● STATED EXERCISE: Rewrite the material below with "pixel marker" changed to "point" everywhere it appears, keeping everything else the same. Leave the pictures out of your answer.

● Point labeling examples:
"""
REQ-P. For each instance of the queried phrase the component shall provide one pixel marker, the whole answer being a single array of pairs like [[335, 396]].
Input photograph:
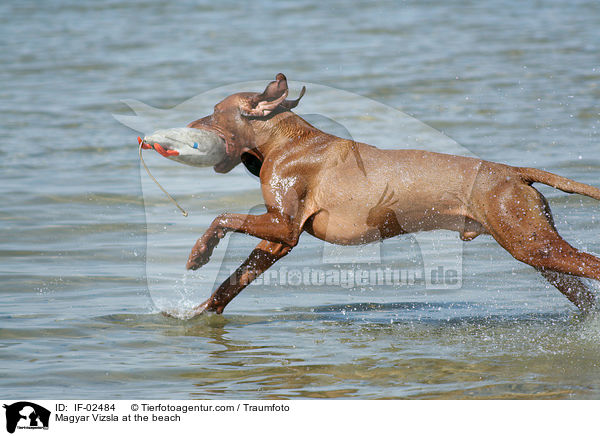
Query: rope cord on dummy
[[156, 181]]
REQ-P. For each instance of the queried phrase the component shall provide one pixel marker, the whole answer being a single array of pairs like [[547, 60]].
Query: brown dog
[[350, 193]]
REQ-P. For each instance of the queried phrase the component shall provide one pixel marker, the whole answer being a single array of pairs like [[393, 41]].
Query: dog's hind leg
[[519, 218], [262, 257], [572, 287]]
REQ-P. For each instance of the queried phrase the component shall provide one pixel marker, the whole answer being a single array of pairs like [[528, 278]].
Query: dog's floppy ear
[[273, 96]]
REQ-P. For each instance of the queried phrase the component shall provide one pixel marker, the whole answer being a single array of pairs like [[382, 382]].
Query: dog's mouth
[[159, 148]]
"""
● THE SOLUTION:
REQ-P. For each instance of the queried phrase the component shall provide one point, the whole answer being a single array of pairs like [[335, 396]].
Input photograph:
Query: rope cord on dummy
[[156, 181]]
REQ-P. For each instance of the queried phrase the component shall provide one point, the whole answer being a single array of pairs like [[547, 60]].
Query: brown dog
[[350, 193]]
REQ-P. For each instance of the queried phrase the component shall provide one point, the whole answer being a single array of pairs like [[393, 41]].
Query: dog's hind leg
[[519, 218], [262, 257], [572, 287]]
REQ-P. For each instance of the queried phrase the component shall provide one point, the whole answer being a single array of pairs like [[528, 278]].
Query: dog's floppy ear
[[273, 96]]
REQ-P. For each instance of the queried phrase the component shall provide one point, the whole answer being a single array of pairs like [[382, 382]].
Query: dog's mouth
[[159, 148]]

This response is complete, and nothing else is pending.